◆ TRAVAIL DEMANDÉ
1. Recopiez fidèlement le passage du texte sur l'OT qui va de « On connaît tous » à « consiste l’OT ? ».
2. Relevez tous les sigles employés dans le texte sur l'OT.
3. Rédigez la suite du texte sur l'OT après sa dernière phrase.
=== TEXTE À LIRE ===
On connaît tous l’IT, l’Information Technology. On connaît peut-être moins l’OT, l’Operational Technology. Ces deux mondes s’imbriquent pourtant de plus en plus étroitement. Christophe Camerlynck, CEO de AgiNtech, nous décrit ce rapprochement.
En quoi consiste l’OT ?
Christophe Camerlynck : « L’Operational Technology, ou technologie d’exploitation, désigne l’ensemble des technologies qui permettent de faire fonctionner des équipements industriels comme une chaîne d’assemblage. Ceci englobe la programmation et l’utilisation d’automates, ainsi que la gestion de capteurs qui recueillent simultanément en temps réel des données physiques comme des mesures de température ou de pression. Un processeur va traiter ces informations avant de les envoyer vers une architecture SCADA de production via un réseau fi laire ou sans fi l. »
L’OT, ou technologie d’exploitation, désigne l’ensemble des technologies qui permettent de faire fonctionner des équipements industriels comme une chaîne d’assemblage.
=== EXTRAITS DE DONNÉES ===
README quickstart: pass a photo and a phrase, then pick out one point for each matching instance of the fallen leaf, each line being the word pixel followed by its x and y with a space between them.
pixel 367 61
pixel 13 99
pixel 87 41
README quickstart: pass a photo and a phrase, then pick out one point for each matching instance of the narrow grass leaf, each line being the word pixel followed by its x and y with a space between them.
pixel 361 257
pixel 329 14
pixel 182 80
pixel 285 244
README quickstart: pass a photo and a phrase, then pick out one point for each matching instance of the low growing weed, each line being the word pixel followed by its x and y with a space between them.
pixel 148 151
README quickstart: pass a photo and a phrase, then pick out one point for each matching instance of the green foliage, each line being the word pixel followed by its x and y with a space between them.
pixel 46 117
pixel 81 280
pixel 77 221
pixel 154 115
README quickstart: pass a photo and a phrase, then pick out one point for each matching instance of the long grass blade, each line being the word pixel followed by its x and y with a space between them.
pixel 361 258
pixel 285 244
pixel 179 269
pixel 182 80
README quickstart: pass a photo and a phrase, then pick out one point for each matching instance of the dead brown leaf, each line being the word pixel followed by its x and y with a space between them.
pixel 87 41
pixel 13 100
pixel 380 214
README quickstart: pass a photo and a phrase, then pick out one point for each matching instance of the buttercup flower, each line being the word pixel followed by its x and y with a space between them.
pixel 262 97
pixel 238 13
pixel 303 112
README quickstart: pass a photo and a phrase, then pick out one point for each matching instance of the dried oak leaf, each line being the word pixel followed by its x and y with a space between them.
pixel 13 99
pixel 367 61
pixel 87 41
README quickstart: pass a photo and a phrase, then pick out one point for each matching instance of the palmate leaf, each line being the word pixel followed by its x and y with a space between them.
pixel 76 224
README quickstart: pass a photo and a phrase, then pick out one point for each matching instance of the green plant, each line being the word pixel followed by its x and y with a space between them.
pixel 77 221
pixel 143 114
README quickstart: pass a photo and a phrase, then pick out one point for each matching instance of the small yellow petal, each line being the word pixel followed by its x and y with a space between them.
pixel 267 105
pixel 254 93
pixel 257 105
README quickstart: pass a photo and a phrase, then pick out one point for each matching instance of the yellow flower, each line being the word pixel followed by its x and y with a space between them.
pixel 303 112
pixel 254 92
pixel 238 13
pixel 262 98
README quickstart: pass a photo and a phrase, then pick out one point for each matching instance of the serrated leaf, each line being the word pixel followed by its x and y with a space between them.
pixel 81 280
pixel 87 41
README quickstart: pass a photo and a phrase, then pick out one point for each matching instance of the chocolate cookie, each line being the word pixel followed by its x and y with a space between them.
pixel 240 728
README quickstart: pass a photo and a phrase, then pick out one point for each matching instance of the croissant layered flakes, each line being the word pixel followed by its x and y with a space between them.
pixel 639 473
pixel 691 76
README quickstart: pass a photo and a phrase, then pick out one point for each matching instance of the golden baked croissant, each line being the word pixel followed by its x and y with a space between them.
===
◆ RÉPONSES DANS L'ORDRE
1.
On connaît tous l’IT, l’Information Technology. On connaît peut-être moins l’OT, l’Operational Technology. Ces deux mondes s’imbriquent pourtant de plus en plus étroitement. Christophe Camerlynck, CEO de AgiNtech, nous décrit ce rapprochement.
En quoi consiste l’OT ?

2. IT, OT, CEO, SCADA

3.
« On se retrouve avec un vrai meltingpot d’objets connectés. Quelque part, les technologies sont similaires à celles du monde IT, comme la technologie Ethernet, mais en OT, nous en avons des spécifiques, comme LoRa, Sigfox ou NB-IoT, qu’on utilise pour les communications d’objets connectés dans l’internet industriel des objets (IIoT). On peut aussi utiliser l’OT en combinaison avec des outils IT pour faire un suivi des indices de performances ou alimenter en données des outils d’intelligence artificielle. »
On parle toujours technologies, réseaux, etc. En quoi peut-on encore distinguer l’OT de l’IT ?
C. C. : « Ce qui distingue en premier lieu l’OT, ce sont les contraintes : quand un signal est envoyé dans le réseau, il faut avoir la certitude que cette information parviendra bien à son destinataire dans un laps de temps donné. Si le temps de latence est trop élevé, l’info n’arrive pas à temps et cela peut, par exemple, entraîner des arrêts de production sur une chaîne de montage ou induire des risques pour les personnes dans des réseaux de sécurité. En IT, ces contraintes-là sont moins critiques et donc reléguées au second plan. »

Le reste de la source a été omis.